Exercise goal: Check every line in the listing below for "hair". Copy the ones where it occurs.

Data supplied:

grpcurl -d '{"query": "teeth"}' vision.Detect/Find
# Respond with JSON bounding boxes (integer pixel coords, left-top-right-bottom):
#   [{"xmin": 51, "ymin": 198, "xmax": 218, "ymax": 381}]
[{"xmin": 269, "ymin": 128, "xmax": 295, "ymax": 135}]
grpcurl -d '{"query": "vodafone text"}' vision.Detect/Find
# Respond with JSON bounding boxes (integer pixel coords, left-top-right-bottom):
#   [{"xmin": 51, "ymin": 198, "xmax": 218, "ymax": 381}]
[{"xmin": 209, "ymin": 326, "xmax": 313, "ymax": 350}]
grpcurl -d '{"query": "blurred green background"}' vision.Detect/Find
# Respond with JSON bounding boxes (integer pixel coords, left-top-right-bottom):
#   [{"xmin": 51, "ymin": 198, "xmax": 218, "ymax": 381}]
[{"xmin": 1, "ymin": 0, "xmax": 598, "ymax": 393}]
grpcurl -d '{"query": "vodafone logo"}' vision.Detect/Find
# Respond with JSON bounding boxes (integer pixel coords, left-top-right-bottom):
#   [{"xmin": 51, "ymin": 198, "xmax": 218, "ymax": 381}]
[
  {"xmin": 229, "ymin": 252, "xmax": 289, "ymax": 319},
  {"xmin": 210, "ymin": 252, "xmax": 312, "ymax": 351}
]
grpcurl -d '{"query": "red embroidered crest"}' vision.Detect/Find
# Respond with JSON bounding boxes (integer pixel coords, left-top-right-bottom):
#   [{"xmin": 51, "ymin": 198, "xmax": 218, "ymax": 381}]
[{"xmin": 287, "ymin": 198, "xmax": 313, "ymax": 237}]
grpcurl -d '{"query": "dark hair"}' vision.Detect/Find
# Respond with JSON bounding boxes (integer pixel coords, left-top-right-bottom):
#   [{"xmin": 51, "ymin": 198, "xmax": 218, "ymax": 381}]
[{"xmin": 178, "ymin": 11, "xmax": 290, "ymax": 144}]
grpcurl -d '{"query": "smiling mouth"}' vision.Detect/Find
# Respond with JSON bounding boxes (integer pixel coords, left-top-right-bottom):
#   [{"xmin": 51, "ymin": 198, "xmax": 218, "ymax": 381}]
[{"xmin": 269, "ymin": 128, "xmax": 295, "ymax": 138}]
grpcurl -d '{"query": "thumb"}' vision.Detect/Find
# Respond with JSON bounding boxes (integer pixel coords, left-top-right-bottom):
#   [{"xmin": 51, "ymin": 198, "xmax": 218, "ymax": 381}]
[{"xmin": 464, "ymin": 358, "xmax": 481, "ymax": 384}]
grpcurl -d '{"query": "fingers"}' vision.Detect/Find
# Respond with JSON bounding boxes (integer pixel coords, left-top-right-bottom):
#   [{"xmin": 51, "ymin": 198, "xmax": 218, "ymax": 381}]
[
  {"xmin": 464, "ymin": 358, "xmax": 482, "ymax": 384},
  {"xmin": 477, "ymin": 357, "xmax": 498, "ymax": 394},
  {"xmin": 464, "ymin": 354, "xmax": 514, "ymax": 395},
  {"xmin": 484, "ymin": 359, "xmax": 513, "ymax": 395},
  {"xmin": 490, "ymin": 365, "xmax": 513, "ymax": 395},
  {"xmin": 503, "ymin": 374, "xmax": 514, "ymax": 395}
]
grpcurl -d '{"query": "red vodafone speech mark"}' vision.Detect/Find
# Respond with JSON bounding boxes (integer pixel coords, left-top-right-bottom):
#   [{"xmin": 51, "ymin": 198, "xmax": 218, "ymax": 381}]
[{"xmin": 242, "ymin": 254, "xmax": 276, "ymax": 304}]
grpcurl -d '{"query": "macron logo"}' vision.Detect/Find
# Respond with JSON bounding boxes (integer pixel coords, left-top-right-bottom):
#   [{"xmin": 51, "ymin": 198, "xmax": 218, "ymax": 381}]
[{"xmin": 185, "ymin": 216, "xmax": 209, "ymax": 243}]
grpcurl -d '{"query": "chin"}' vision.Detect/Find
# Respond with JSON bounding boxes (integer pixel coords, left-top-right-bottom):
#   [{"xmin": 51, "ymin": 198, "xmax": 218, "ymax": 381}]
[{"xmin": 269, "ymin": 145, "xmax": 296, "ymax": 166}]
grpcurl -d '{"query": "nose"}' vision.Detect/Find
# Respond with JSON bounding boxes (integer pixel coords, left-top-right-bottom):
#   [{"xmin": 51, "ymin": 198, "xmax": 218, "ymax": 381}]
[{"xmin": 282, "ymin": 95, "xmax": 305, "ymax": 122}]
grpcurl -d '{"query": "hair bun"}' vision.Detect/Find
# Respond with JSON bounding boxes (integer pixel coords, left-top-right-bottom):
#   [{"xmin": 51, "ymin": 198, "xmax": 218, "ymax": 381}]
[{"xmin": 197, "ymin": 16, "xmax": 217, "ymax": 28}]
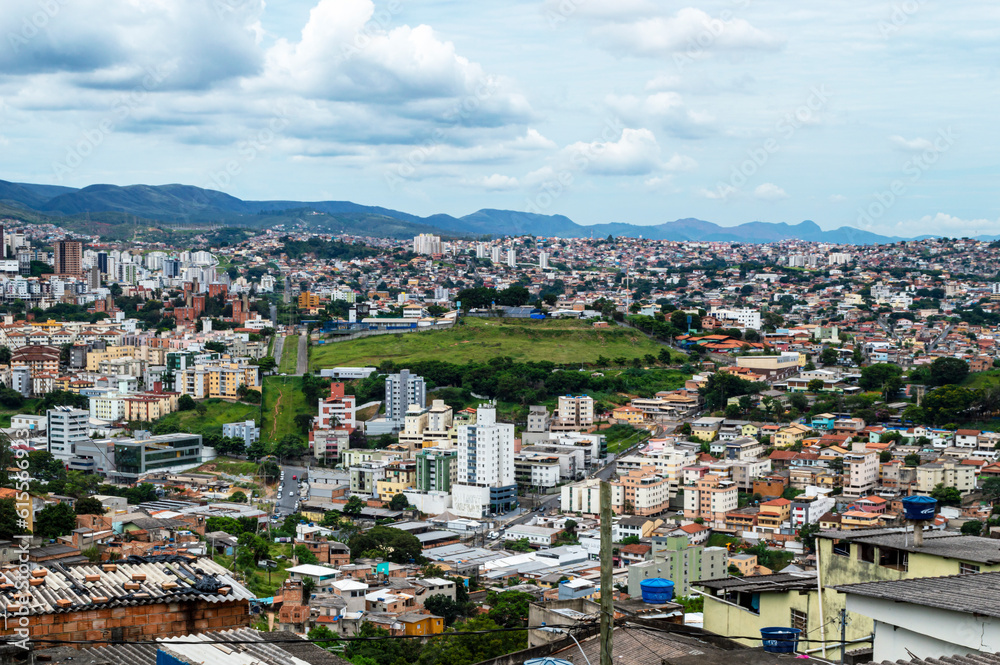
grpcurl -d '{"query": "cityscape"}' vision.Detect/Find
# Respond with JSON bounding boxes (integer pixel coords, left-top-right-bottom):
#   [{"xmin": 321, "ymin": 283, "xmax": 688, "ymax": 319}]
[{"xmin": 0, "ymin": 2, "xmax": 998, "ymax": 665}]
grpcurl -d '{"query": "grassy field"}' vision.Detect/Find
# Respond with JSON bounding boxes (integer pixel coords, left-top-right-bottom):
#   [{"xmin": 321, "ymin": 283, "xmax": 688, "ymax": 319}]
[
  {"xmin": 278, "ymin": 335, "xmax": 299, "ymax": 374},
  {"xmin": 310, "ymin": 318, "xmax": 680, "ymax": 369},
  {"xmin": 602, "ymin": 423, "xmax": 649, "ymax": 454},
  {"xmin": 963, "ymin": 370, "xmax": 1000, "ymax": 390},
  {"xmin": 155, "ymin": 399, "xmax": 260, "ymax": 438},
  {"xmin": 261, "ymin": 375, "xmax": 309, "ymax": 442},
  {"xmin": 196, "ymin": 457, "xmax": 261, "ymax": 476}
]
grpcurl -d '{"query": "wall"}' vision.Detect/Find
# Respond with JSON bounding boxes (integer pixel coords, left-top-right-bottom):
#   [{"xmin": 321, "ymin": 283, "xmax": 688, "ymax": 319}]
[{"xmin": 11, "ymin": 600, "xmax": 250, "ymax": 645}]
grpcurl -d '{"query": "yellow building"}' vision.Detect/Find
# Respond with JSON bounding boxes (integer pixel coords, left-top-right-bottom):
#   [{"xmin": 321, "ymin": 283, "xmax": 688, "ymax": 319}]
[
  {"xmin": 298, "ymin": 292, "xmax": 321, "ymax": 309},
  {"xmin": 773, "ymin": 424, "xmax": 812, "ymax": 448},
  {"xmin": 699, "ymin": 530, "xmax": 1000, "ymax": 659},
  {"xmin": 86, "ymin": 345, "xmax": 140, "ymax": 371},
  {"xmin": 612, "ymin": 405, "xmax": 646, "ymax": 424},
  {"xmin": 399, "ymin": 614, "xmax": 445, "ymax": 636}
]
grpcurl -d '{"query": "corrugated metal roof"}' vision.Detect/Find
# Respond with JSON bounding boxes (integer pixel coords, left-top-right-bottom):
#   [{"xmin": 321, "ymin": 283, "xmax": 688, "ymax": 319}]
[{"xmin": 1, "ymin": 557, "xmax": 254, "ymax": 616}]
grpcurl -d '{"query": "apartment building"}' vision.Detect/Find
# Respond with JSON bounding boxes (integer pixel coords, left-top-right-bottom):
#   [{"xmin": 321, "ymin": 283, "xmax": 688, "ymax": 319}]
[
  {"xmin": 223, "ymin": 420, "xmax": 260, "ymax": 446},
  {"xmin": 415, "ymin": 447, "xmax": 456, "ymax": 493},
  {"xmin": 916, "ymin": 461, "xmax": 977, "ymax": 496},
  {"xmin": 452, "ymin": 403, "xmax": 516, "ymax": 517},
  {"xmin": 385, "ymin": 369, "xmax": 426, "ymax": 422},
  {"xmin": 628, "ymin": 535, "xmax": 727, "ymax": 596},
  {"xmin": 317, "ymin": 382, "xmax": 356, "ymax": 431},
  {"xmin": 843, "ymin": 451, "xmax": 879, "ymax": 499},
  {"xmin": 683, "ymin": 474, "xmax": 738, "ymax": 526},
  {"xmin": 177, "ymin": 360, "xmax": 260, "ymax": 399},
  {"xmin": 47, "ymin": 407, "xmax": 89, "ymax": 461},
  {"xmin": 552, "ymin": 395, "xmax": 594, "ymax": 432}
]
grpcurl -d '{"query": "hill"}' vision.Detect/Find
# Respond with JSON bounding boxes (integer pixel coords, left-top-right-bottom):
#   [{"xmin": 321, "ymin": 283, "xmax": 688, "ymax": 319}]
[
  {"xmin": 309, "ymin": 317, "xmax": 684, "ymax": 368},
  {"xmin": 0, "ymin": 177, "xmax": 942, "ymax": 244}
]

Reply:
grpcurl -d '{"query": "dark hair"}' vision.Detect/Find
grpcurl -d '{"query": "hair bun"}' vision.Detect/Find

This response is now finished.